§ Requirement
State how many lines of the records below contain the string "positive". Reply with the number only.

☆ ☆ ☆ ☆ ☆ ☆ ☆

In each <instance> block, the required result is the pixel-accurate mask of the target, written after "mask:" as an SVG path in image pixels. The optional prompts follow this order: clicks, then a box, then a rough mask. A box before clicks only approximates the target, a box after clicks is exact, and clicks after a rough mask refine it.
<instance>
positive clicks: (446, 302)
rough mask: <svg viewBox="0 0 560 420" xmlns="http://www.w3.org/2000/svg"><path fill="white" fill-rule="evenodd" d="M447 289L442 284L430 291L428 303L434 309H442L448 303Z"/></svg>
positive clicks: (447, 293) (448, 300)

☆ ☆ ☆ ☆ ☆ ☆ ☆

§ Exercise solution
2